* _Problem description_:
Rewrite the data below, replacing every "drop a dot" with "place a point" and leaving everything else unchanged.

* _Listing_:
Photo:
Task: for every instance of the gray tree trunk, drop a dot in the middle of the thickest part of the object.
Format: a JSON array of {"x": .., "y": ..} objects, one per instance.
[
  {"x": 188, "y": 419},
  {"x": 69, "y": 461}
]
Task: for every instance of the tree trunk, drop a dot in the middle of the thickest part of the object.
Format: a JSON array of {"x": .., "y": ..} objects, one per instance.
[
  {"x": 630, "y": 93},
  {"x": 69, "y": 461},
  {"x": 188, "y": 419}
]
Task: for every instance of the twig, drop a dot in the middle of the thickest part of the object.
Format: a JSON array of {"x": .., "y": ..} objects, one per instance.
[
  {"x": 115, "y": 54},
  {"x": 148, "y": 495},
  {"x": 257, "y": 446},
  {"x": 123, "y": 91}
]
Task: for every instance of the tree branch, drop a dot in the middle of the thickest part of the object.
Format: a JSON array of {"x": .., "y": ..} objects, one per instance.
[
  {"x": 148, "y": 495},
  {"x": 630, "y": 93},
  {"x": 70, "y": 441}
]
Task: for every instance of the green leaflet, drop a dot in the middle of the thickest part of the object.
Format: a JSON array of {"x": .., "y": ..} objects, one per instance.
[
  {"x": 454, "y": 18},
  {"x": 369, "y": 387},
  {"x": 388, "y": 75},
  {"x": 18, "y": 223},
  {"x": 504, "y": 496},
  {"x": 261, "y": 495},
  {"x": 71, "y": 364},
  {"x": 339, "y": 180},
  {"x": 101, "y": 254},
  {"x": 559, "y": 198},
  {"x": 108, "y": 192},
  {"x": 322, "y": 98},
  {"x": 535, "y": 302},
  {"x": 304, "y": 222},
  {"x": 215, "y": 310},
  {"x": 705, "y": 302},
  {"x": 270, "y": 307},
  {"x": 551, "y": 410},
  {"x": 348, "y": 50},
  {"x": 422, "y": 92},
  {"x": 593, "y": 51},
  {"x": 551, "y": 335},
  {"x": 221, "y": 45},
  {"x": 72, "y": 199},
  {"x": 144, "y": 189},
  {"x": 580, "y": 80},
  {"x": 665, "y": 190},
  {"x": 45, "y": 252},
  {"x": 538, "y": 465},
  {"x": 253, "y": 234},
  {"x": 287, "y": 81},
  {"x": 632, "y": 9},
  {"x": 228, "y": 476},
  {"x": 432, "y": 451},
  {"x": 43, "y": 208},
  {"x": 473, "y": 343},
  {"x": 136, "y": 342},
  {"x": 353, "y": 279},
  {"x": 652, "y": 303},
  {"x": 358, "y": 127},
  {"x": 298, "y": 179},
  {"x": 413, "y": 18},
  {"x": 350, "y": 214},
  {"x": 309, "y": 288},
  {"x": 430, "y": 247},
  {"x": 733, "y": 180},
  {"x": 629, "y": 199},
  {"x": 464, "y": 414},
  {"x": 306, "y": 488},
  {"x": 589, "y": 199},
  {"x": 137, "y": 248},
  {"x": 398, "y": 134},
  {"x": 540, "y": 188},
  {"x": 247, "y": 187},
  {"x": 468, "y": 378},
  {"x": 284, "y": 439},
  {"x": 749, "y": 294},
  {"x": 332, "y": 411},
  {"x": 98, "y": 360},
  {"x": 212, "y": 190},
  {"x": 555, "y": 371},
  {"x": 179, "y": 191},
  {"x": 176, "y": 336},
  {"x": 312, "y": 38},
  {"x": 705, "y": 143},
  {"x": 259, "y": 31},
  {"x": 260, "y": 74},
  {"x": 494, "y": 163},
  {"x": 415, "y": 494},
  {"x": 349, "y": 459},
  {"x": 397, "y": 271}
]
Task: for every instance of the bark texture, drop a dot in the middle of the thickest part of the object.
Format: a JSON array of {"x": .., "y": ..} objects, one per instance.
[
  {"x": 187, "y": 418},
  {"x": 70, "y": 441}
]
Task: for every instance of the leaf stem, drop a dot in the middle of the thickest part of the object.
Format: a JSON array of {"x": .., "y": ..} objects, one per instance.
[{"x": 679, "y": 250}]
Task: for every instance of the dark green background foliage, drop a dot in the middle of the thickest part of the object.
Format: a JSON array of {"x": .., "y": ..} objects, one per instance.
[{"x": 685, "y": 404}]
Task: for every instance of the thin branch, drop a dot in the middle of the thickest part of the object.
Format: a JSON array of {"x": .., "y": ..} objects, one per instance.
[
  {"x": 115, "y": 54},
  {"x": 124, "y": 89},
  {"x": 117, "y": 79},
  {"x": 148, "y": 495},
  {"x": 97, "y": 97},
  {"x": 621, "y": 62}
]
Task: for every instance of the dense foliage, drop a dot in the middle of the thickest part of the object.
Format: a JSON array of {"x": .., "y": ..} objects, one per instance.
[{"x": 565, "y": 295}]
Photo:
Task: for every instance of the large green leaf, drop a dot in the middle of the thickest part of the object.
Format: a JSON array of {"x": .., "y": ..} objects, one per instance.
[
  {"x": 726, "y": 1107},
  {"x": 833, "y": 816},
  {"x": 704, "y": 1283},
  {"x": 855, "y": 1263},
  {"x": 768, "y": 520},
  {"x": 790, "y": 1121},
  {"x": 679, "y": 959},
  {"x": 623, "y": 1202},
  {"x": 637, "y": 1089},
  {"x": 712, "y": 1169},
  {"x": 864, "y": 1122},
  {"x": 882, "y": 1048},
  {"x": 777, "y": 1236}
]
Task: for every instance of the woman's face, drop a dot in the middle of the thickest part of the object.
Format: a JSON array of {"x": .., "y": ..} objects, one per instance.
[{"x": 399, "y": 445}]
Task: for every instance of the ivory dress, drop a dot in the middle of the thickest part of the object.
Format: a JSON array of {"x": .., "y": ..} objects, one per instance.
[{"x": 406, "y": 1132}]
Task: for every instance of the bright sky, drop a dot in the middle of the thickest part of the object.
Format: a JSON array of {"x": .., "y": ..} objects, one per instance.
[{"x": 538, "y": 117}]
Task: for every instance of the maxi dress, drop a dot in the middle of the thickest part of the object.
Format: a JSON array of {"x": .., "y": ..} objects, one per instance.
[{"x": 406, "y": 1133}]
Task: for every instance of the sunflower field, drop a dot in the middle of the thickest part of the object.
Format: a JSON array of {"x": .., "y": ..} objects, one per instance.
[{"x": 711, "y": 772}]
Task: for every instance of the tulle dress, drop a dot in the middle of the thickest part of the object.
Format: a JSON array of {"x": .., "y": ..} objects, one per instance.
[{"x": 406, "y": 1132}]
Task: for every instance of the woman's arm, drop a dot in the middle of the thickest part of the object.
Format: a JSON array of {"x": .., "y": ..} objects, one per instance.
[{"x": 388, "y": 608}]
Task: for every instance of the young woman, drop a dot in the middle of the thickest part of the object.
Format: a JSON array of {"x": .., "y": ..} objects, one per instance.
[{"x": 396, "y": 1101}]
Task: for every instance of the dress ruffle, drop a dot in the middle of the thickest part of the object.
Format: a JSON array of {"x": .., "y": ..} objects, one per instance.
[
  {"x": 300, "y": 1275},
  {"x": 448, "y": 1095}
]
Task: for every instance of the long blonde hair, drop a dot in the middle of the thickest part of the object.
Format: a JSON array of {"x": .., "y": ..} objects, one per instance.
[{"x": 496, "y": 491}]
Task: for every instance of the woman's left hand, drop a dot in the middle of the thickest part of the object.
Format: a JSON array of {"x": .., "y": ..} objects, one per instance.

* _Worked answer_:
Photo:
Task: for every instance of the gray tree trunk, place a point in the middle of the thickest part of the object.
Format: a JSON array of {"x": .., "y": ..} objects, one per instance.
[
  {"x": 188, "y": 419},
  {"x": 69, "y": 461}
]
Task: for every instance of the tree trunk, place a point in the middle of the thickest part of the object.
Format: a JSON array of {"x": .., "y": ..} objects, one per instance.
[
  {"x": 630, "y": 93},
  {"x": 69, "y": 461},
  {"x": 188, "y": 419}
]
Task: for every instance of the twig, place a point in the middle of the thickest part of the object.
Format: a JSON array of {"x": .., "y": ..} objects, one per instance.
[
  {"x": 115, "y": 54},
  {"x": 148, "y": 495},
  {"x": 257, "y": 446},
  {"x": 123, "y": 91}
]
Task: for every instance of the tree branch, place a point in the middle of the thickest part of the object.
Format: a JSON array of {"x": .., "y": ..} objects, one per instance.
[
  {"x": 148, "y": 495},
  {"x": 630, "y": 93},
  {"x": 70, "y": 441}
]
Task: for every instance of the green leaflet, place a point in the middle of the thickest part of the object.
Format: a JSON array of {"x": .., "y": ..} objects, one per instance.
[
  {"x": 454, "y": 18},
  {"x": 369, "y": 387},
  {"x": 388, "y": 75},
  {"x": 18, "y": 223},
  {"x": 504, "y": 496},
  {"x": 261, "y": 495},
  {"x": 71, "y": 364},
  {"x": 339, "y": 180},
  {"x": 101, "y": 254},
  {"x": 559, "y": 198},
  {"x": 108, "y": 192},
  {"x": 322, "y": 98},
  {"x": 535, "y": 302},
  {"x": 304, "y": 222},
  {"x": 215, "y": 310},
  {"x": 705, "y": 302},
  {"x": 270, "y": 307},
  {"x": 551, "y": 410},
  {"x": 348, "y": 50},
  {"x": 422, "y": 92},
  {"x": 593, "y": 51},
  {"x": 551, "y": 335},
  {"x": 221, "y": 45},
  {"x": 72, "y": 199},
  {"x": 144, "y": 189},
  {"x": 580, "y": 80},
  {"x": 665, "y": 190},
  {"x": 45, "y": 252},
  {"x": 538, "y": 465},
  {"x": 253, "y": 234},
  {"x": 287, "y": 81},
  {"x": 632, "y": 9},
  {"x": 228, "y": 476},
  {"x": 432, "y": 451},
  {"x": 43, "y": 208},
  {"x": 473, "y": 343},
  {"x": 136, "y": 342},
  {"x": 353, "y": 279},
  {"x": 652, "y": 303},
  {"x": 358, "y": 127},
  {"x": 298, "y": 179},
  {"x": 413, "y": 18},
  {"x": 350, "y": 214},
  {"x": 309, "y": 288},
  {"x": 430, "y": 247},
  {"x": 733, "y": 180},
  {"x": 629, "y": 199},
  {"x": 464, "y": 414},
  {"x": 306, "y": 488},
  {"x": 589, "y": 199},
  {"x": 137, "y": 248},
  {"x": 398, "y": 134},
  {"x": 540, "y": 188},
  {"x": 247, "y": 187},
  {"x": 468, "y": 378},
  {"x": 284, "y": 439},
  {"x": 749, "y": 294},
  {"x": 332, "y": 411},
  {"x": 98, "y": 360},
  {"x": 212, "y": 190},
  {"x": 555, "y": 371},
  {"x": 179, "y": 191},
  {"x": 176, "y": 336},
  {"x": 312, "y": 38},
  {"x": 705, "y": 143},
  {"x": 259, "y": 31},
  {"x": 260, "y": 74},
  {"x": 494, "y": 163},
  {"x": 415, "y": 494},
  {"x": 349, "y": 459},
  {"x": 397, "y": 271}
]
Task: for every instance of the bark texture, place a point in the middle of the thickest part of the object.
Format: a JSON array of {"x": .., "y": ..} objects, one per instance.
[
  {"x": 187, "y": 418},
  {"x": 70, "y": 441}
]
Task: for every instance of the leaf stem, place a point in the middle of the thickest part of the object.
Format: a JSON array of {"x": .., "y": ..} objects, one per instance.
[{"x": 679, "y": 250}]
Task: for every instance of the dark green background foliage, place a point in the middle of the thickest part of the object.
Format: a JSON array of {"x": .., "y": ..} objects, one per instance.
[{"x": 685, "y": 404}]
Task: for every instance of the thin branch, place a point in the middle of the thickest part of the object.
Format: a JSON array of {"x": .., "y": ..} objects, one per instance.
[
  {"x": 115, "y": 54},
  {"x": 124, "y": 89},
  {"x": 117, "y": 79},
  {"x": 148, "y": 495},
  {"x": 97, "y": 97},
  {"x": 621, "y": 62}
]
Task: for every instance of the dense foliage, place a point in the middle of the thickest part of the object.
Format: a JSON array of {"x": .., "y": ..} objects, one per instance.
[{"x": 565, "y": 295}]
Photo:
Task: for every instance of the large green leaf, place a point in the middle of the thickest part of the object.
Format: a JSON array of {"x": .., "y": ..} objects, one per instance.
[
  {"x": 726, "y": 1107},
  {"x": 833, "y": 816},
  {"x": 704, "y": 1283},
  {"x": 855, "y": 1263},
  {"x": 768, "y": 520},
  {"x": 790, "y": 1121},
  {"x": 679, "y": 959},
  {"x": 623, "y": 1202},
  {"x": 637, "y": 1089},
  {"x": 712, "y": 1169},
  {"x": 864, "y": 1122},
  {"x": 882, "y": 1048},
  {"x": 777, "y": 1236}
]
Task: for every instance of the woman's face, place a point in the middle of the thickest part of the object.
Format: a JSON array of {"x": .., "y": ..} objects, one per instance.
[{"x": 399, "y": 445}]
Task: for every instance of the ivory dress, place a point in the middle of the thickest part of the object.
Format: a JSON array of {"x": .., "y": ..} objects, one per instance.
[{"x": 406, "y": 1132}]
Task: for every instance of the bright sky, place a point in the middle of the thickest part of the object.
Format: a JSON array of {"x": .., "y": ..} objects, one per instance.
[{"x": 538, "y": 117}]
Task: for every instance of the maxi dress, place a point in the middle of the thickest part of the object.
Format: a JSON array of {"x": .., "y": ..} objects, one per instance.
[{"x": 406, "y": 1133}]
Task: for every instance of the sunflower field, place a point in the middle of the thickest part of the object.
Format: a JSON array of {"x": .., "y": ..} objects, one per instance.
[{"x": 711, "y": 772}]
Task: for every instance of the tulle dress, place a point in the middle of the thickest part of the object.
Format: a JSON array of {"x": .., "y": ..} objects, one per instance.
[{"x": 406, "y": 1132}]
Task: for every instance of the woman's arm, place a point in the middle of the thickest part of the object.
Format: a JSON array of {"x": .., "y": ..} objects, one per instance.
[{"x": 388, "y": 608}]
Task: for every instance of the young woman, place a point in the middle of the thickest part of the object.
Format: a JSON array of {"x": .., "y": ..} objects, one per instance.
[{"x": 396, "y": 1101}]
Task: for every instance of the dress ruffle, place a point in the middle of the thickest part of the object.
Format: a JSON array of {"x": .., "y": ..} objects, one per instance.
[
  {"x": 300, "y": 1275},
  {"x": 448, "y": 1095}
]
Task: for every instance of the long blonde hair, place a point in the middle of the thickest part of the object.
Format: a JSON array of {"x": .., "y": ..} objects, one per instance.
[{"x": 496, "y": 491}]
Task: for every instance of the woman's left hand, place a point in the middle of the thickest part of the object.
Format: a JSON array of {"x": .., "y": ..} objects, one per instance.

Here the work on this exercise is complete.